== Directive ==
Output the lines below as a Markdown table with two columns, "Row" for a running number and "Text" for the line. Begin at the line that contains "point: beige background", stop after the line that contains "column 333, row 44", and leave out any blank lines.

== Information given ==
····················

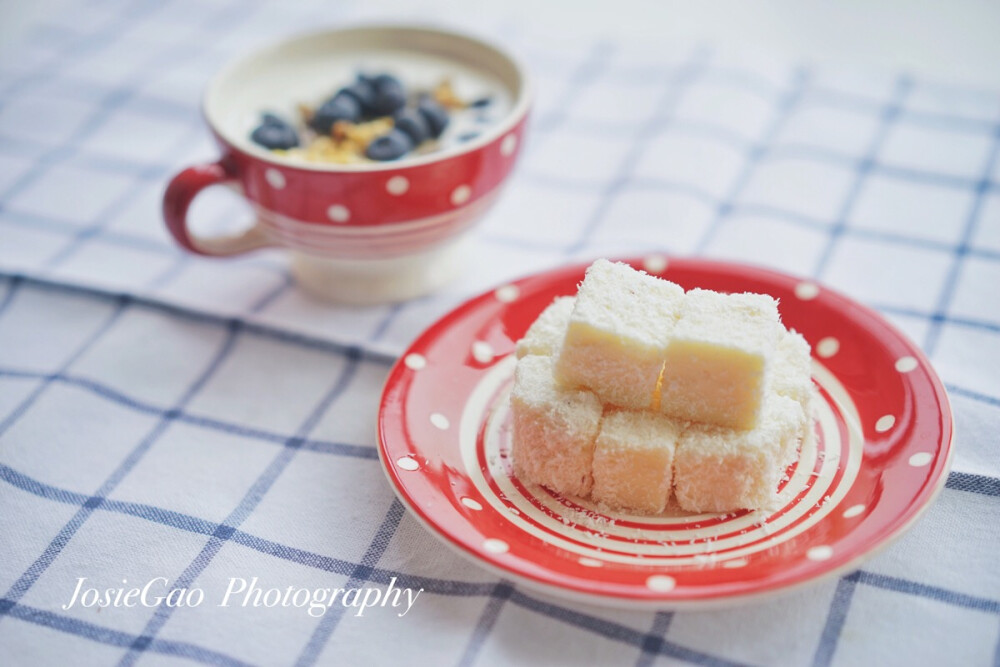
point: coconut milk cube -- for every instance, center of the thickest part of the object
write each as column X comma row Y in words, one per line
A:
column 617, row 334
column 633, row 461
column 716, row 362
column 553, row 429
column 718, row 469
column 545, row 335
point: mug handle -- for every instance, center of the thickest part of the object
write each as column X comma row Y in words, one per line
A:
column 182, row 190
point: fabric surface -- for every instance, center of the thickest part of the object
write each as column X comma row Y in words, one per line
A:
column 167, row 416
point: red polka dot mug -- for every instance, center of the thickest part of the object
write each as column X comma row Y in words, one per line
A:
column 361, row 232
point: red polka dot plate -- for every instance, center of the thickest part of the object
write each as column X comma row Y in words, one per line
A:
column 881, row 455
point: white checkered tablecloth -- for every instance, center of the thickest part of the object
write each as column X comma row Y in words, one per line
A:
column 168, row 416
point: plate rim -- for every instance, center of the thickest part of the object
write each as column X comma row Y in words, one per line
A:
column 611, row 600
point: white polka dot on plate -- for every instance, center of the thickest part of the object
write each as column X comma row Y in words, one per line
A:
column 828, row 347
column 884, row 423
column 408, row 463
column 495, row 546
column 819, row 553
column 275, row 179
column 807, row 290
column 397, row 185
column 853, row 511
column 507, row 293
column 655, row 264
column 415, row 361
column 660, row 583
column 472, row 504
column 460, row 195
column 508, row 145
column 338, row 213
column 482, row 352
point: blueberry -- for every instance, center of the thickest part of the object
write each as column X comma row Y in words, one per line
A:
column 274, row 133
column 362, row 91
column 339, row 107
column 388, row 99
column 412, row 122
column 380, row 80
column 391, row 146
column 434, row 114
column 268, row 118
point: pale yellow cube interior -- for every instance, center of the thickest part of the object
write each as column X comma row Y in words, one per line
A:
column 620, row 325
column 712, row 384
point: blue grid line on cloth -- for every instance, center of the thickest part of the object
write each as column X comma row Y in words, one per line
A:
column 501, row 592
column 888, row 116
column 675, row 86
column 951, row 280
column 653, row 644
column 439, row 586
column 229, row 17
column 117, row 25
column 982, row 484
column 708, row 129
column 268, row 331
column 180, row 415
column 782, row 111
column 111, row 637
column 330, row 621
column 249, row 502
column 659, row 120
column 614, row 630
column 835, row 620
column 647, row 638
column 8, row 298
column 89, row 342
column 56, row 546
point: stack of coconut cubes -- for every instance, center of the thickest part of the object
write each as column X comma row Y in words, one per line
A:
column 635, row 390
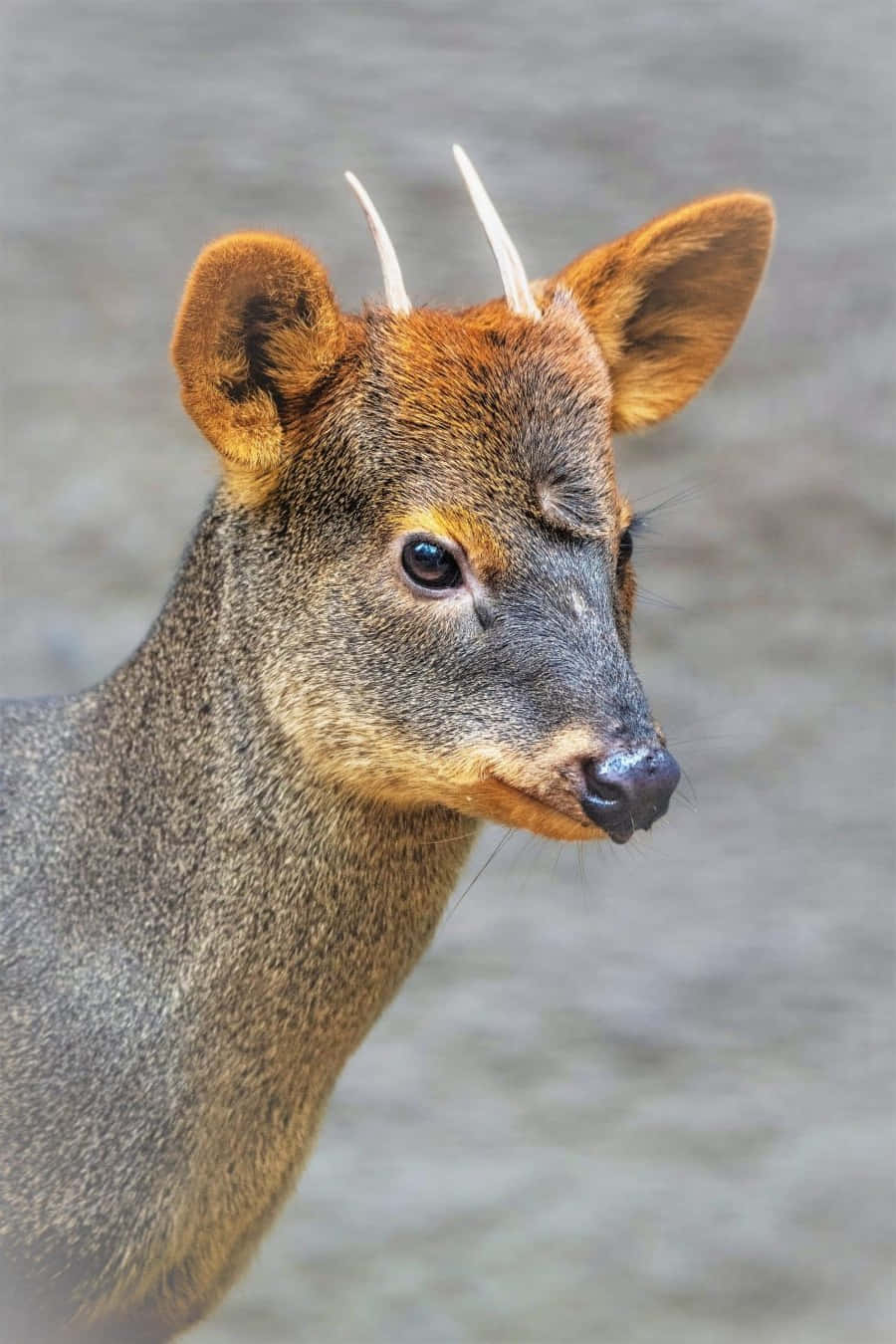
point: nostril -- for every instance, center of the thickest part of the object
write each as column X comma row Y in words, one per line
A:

····················

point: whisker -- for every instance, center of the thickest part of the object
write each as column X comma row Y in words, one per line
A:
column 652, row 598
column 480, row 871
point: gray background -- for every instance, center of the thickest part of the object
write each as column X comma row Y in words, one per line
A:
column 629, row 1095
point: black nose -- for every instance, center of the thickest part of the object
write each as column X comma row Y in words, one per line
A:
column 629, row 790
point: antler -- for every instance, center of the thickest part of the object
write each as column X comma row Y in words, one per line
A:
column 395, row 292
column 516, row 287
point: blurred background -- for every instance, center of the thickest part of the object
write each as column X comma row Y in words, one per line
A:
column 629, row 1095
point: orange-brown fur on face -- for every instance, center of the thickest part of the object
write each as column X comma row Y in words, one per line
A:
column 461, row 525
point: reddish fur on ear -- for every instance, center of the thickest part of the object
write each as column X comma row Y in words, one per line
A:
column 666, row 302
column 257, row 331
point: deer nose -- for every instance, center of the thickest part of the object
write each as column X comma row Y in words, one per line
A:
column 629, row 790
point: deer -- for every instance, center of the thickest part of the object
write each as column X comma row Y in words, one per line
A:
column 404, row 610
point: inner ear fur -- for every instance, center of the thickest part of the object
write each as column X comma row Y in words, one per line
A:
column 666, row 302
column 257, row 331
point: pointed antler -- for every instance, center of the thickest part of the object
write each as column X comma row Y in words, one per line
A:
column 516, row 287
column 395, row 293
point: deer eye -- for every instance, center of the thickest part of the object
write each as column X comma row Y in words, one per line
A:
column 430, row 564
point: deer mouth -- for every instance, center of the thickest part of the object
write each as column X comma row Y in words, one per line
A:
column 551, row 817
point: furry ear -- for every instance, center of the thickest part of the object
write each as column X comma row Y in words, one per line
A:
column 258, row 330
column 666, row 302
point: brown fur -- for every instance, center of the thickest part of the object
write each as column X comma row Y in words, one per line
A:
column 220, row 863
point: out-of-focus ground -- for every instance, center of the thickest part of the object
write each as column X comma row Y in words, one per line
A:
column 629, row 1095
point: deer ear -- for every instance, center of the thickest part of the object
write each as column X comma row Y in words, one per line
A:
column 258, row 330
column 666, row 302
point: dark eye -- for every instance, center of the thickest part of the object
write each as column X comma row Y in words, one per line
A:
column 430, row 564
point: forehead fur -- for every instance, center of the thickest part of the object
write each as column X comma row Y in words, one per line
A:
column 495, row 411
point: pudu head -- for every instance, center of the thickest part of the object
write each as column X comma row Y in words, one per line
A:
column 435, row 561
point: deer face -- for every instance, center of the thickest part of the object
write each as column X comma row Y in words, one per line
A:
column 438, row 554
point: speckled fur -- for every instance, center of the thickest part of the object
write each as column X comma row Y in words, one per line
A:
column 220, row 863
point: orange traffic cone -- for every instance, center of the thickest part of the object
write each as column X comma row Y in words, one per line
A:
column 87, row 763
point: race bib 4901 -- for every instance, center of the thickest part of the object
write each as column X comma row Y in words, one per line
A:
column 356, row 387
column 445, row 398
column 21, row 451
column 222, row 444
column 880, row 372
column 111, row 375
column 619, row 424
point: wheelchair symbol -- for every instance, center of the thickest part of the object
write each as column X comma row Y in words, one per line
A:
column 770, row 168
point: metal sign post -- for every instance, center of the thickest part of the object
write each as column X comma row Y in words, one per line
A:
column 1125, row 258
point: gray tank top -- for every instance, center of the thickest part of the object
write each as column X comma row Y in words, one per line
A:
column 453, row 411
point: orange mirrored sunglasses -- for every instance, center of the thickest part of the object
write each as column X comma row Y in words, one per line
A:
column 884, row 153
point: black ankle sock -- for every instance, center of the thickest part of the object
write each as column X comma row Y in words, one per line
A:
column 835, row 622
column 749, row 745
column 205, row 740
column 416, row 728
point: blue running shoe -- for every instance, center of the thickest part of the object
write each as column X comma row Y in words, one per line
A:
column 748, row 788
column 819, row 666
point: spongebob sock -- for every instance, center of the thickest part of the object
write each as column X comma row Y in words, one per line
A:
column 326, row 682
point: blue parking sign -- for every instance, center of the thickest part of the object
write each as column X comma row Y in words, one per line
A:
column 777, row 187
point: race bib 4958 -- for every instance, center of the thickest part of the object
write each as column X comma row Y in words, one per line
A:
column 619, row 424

····················

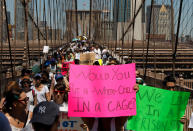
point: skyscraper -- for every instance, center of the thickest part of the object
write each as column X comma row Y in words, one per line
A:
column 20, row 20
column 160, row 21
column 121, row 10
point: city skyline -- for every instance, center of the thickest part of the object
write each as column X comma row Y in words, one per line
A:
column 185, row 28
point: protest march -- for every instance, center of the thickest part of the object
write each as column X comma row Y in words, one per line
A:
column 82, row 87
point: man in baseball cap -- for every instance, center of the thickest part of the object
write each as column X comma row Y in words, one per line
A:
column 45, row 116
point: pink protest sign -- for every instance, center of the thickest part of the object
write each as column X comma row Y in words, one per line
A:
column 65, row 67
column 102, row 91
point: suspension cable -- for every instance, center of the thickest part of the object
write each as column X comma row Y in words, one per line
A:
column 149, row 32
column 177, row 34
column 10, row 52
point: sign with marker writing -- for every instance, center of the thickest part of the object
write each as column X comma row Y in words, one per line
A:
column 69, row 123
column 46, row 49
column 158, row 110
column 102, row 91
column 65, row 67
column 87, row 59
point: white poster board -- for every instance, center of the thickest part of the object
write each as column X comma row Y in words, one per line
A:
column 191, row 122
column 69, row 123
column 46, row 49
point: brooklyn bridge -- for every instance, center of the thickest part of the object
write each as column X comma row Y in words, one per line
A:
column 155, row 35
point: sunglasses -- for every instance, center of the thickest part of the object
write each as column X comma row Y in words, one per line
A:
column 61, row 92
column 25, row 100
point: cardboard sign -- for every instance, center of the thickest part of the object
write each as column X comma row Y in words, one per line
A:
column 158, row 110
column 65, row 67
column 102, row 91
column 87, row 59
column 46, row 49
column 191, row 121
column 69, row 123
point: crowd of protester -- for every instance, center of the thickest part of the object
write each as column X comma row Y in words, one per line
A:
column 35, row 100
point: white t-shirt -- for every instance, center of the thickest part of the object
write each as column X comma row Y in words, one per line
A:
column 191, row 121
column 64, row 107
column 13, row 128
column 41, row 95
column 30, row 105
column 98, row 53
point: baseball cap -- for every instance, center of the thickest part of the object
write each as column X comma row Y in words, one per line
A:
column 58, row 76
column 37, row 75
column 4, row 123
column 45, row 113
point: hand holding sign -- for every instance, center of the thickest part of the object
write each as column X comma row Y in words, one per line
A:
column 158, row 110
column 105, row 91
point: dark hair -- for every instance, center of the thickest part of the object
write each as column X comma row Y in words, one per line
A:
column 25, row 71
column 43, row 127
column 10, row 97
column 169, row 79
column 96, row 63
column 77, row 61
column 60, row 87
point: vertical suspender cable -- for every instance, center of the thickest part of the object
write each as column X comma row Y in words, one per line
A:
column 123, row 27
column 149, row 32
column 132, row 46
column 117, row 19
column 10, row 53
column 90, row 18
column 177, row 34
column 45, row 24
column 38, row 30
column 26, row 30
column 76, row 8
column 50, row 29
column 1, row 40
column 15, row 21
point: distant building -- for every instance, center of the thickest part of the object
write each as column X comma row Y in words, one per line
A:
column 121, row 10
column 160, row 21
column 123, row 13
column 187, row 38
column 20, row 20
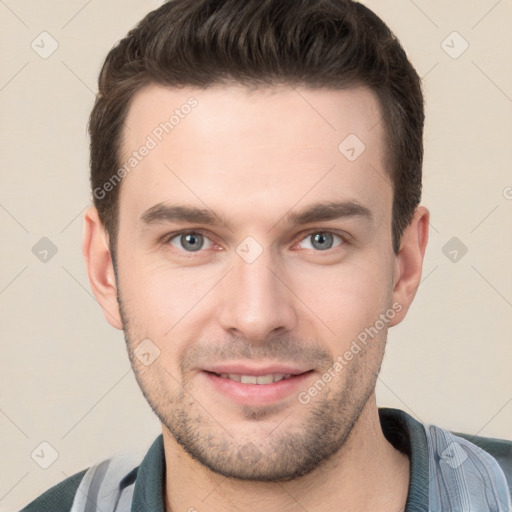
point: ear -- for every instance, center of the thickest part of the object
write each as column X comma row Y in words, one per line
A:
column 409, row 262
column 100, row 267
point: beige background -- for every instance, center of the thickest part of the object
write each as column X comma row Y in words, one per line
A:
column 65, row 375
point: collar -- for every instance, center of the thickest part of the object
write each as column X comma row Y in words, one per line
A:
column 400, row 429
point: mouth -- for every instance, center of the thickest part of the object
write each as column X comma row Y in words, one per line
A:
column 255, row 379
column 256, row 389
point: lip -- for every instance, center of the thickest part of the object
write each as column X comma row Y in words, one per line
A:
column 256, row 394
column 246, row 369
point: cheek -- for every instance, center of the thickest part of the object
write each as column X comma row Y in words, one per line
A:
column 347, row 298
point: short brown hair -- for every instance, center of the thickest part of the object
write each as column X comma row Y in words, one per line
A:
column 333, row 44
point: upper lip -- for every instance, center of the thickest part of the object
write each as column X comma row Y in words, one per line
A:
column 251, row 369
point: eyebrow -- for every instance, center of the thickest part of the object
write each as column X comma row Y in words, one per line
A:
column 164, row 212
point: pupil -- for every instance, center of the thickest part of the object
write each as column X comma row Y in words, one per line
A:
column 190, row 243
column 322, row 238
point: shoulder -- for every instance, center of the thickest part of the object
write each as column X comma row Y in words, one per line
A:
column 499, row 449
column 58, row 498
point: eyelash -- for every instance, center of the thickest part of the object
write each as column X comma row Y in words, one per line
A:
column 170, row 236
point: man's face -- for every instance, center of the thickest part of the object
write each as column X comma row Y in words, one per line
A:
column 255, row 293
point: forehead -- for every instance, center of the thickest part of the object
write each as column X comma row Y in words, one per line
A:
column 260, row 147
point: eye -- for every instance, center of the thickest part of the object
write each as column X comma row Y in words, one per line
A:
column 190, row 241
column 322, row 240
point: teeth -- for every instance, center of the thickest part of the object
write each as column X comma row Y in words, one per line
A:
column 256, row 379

····················

== Expected answer ==
| Row | Text |
|---|---|
| 1 | point: beige background -- for every instance, center of the thickest part of the object |
| 2 | write each as column X comma row Y in words, one per line |
| 3 | A: |
| 4 | column 65, row 375 |
| 5 | point: collar -- for every instance, center of the thickest part of the object |
| 6 | write each as column X comma row Y in words, one per line |
| 7 | A: |
| 8 | column 400, row 429 |
| 9 | point: mouth -- for every instance, center of the thickest part of the object |
| 10 | write each as column X comma row Y in words, one per line |
| 11 | A: |
| 12 | column 255, row 379 |
| 13 | column 256, row 389 |
| 14 | point: lip -- for every instance, center of the thickest part of the object |
| 15 | write each as column X comma row Y in words, one per line |
| 16 | A: |
| 17 | column 256, row 394 |
| 18 | column 246, row 369 |
| 19 | point: cheek -- for every instance, center of the thickest part of the object |
| 20 | write each as column X comma row Y in words, one per line |
| 21 | A: |
| 22 | column 347, row 298 |
| 23 | point: short brown hair -- for every instance, center of the thickest part of the object |
| 24 | write each as column X comma row Y in words, one per line |
| 25 | A: |
| 26 | column 333, row 44 |